* start Listed entries *

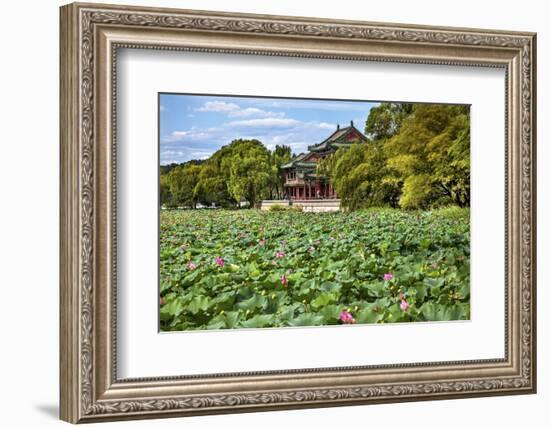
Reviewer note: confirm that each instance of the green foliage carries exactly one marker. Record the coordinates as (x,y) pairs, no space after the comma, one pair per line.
(418,156)
(181,182)
(331,261)
(249,170)
(242,170)
(385,120)
(431,156)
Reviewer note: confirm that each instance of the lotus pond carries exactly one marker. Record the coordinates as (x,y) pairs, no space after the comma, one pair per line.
(224,269)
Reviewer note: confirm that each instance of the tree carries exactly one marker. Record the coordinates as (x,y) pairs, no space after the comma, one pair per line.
(385,120)
(358,174)
(181,182)
(431,156)
(278,157)
(249,170)
(165,194)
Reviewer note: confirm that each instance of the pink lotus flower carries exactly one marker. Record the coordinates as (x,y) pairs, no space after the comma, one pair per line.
(346,317)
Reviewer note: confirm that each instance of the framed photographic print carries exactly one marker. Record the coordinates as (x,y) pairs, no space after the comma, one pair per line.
(267,212)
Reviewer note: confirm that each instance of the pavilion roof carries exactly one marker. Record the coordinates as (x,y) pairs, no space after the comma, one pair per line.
(337,139)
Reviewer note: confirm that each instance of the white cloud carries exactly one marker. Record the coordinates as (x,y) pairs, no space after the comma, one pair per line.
(324,125)
(265,122)
(188,135)
(252,111)
(218,106)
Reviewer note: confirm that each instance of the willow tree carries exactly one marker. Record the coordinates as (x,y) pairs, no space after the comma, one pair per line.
(431,156)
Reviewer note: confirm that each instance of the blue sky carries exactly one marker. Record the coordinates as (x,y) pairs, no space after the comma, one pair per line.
(195,126)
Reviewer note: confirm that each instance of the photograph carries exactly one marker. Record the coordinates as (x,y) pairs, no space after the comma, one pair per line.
(291,212)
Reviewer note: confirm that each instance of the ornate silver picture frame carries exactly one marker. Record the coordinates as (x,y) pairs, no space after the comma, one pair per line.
(91,390)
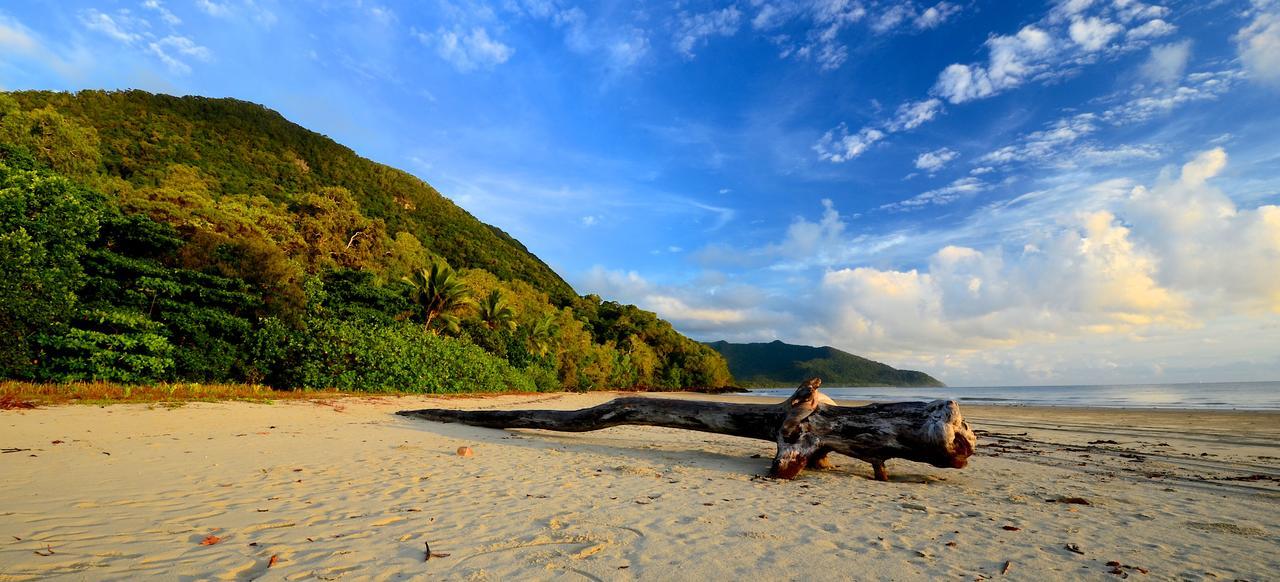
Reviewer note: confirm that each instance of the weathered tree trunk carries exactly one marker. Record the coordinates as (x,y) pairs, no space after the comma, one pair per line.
(807,427)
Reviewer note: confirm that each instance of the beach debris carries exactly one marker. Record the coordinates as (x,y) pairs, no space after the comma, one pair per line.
(805,427)
(1070,500)
(432,554)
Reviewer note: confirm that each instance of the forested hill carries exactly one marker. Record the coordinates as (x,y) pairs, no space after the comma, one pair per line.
(151,238)
(245,150)
(776,363)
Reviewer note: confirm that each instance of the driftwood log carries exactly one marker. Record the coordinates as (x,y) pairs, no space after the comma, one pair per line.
(807,427)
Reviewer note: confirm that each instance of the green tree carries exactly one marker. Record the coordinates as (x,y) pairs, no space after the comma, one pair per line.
(45,225)
(64,145)
(496,314)
(439,293)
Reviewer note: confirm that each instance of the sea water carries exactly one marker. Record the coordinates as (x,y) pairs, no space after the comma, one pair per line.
(1201,395)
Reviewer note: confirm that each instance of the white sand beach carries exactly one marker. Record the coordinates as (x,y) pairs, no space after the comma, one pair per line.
(347,490)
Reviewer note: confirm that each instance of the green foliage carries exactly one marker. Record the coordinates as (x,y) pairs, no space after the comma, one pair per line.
(45,225)
(63,143)
(494,312)
(439,294)
(397,357)
(245,150)
(785,365)
(228,244)
(115,346)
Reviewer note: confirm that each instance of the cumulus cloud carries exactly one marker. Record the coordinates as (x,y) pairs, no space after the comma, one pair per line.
(1168,63)
(1150,30)
(1146,262)
(936,159)
(1258,45)
(708,307)
(1205,86)
(914,114)
(839,145)
(936,14)
(122,27)
(1013,59)
(165,14)
(172,49)
(1068,37)
(16,39)
(945,195)
(467,50)
(694,30)
(1228,257)
(1093,33)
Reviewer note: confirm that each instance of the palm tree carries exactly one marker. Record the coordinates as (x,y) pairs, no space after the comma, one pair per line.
(439,292)
(542,333)
(496,314)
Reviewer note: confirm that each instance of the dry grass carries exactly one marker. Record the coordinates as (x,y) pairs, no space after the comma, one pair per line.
(14,394)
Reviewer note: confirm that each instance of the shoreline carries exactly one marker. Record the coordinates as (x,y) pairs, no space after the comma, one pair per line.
(347,490)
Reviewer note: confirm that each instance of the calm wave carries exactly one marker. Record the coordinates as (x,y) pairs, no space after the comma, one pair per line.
(1216,395)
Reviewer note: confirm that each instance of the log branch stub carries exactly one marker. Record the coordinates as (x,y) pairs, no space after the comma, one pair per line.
(805,427)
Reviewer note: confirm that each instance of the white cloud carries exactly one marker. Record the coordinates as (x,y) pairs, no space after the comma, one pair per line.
(1196,87)
(260,14)
(172,49)
(1046,143)
(936,14)
(693,30)
(14,37)
(1013,60)
(839,145)
(935,160)
(1150,30)
(708,307)
(1093,33)
(467,50)
(165,14)
(1258,45)
(214,9)
(1168,63)
(122,27)
(914,114)
(945,195)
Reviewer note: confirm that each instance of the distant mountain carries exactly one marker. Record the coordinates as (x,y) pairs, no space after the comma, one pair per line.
(785,365)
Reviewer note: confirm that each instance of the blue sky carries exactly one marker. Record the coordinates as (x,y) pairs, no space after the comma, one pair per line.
(993,192)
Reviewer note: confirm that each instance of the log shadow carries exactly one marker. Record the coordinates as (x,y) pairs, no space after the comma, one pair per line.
(695,454)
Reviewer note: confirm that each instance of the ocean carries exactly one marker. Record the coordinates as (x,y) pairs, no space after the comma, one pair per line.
(1197,397)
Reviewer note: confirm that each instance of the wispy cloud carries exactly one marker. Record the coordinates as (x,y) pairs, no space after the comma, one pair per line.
(694,30)
(945,195)
(935,160)
(1258,42)
(467,49)
(1064,39)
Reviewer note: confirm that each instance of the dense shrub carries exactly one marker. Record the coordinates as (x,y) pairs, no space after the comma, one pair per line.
(397,357)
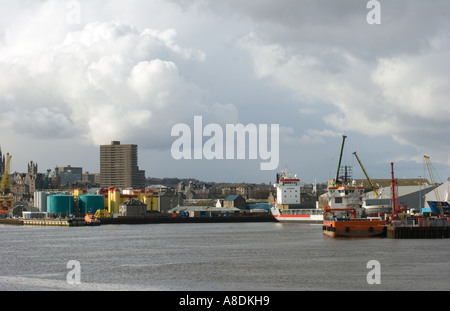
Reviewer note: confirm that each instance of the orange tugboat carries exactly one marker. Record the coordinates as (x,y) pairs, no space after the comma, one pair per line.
(91,220)
(344,215)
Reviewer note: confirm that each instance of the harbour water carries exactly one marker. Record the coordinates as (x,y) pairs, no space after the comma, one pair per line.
(215,257)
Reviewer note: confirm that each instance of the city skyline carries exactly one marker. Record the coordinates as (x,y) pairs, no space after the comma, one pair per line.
(84,73)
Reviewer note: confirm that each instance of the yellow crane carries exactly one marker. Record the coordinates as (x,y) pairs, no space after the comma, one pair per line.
(374,189)
(5,184)
(436,192)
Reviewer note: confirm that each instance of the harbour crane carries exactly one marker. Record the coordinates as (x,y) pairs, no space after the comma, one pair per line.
(5,184)
(436,192)
(336,179)
(46,180)
(367,176)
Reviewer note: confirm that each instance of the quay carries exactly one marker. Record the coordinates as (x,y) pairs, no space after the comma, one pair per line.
(416,232)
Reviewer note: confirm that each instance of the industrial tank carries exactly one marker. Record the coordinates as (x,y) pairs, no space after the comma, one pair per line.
(90,203)
(60,204)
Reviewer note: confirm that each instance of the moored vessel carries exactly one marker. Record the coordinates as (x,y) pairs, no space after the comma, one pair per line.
(344,214)
(288,207)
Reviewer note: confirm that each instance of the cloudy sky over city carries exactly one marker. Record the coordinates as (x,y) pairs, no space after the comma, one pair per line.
(80,74)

* end Listed entries *

* Brief *
Return only the lines running from the line with "Reviewer note: confirm that each instance of the city" to the last line of the records, both included, exactly as written.

* Written answer *
Reviewer note: confirm that each instance of the city skyline carries exactly one marker. Record the coordinates as (x,y) pairs, no space after the comma, one pair per line.
(84,73)
Reviewer note: confirm that each instance of the yellow crane carries exactly one marker. Record the coordinates as (x,y) pairs, no space after the comma, one pair per line.
(374,189)
(5,184)
(436,192)
Reviewer note: confirm that each instance of the harbour crane carries exactly one marker. Record the coordinates as (x,y) pairs, no space after the comma, one pair per line.
(5,184)
(436,192)
(336,179)
(46,180)
(367,176)
Reviewer note: confirm that each instance of the quay carries exactly one marker. Record the coordinates as (x,y) pairs, no space after the comma, one pair per line.
(416,232)
Reviewer note: confirm that each instance of the industrial tank carries exactly one marker. Record the coordinates as (x,y) pairs, no space after the comma, one pair per line.
(90,203)
(60,204)
Reviewer note: confirm that each instance of the moored vessel carries exactly one marker. Record the coordinates as (x,y) pairs, no space after the comma, one pair per line.
(344,214)
(288,207)
Reviewer note: confirm that each instance of the cloudy sky over city carries exactly one marker. Record the coordinates as (x,y) pairs, no space after the comma, one pair per line.
(80,74)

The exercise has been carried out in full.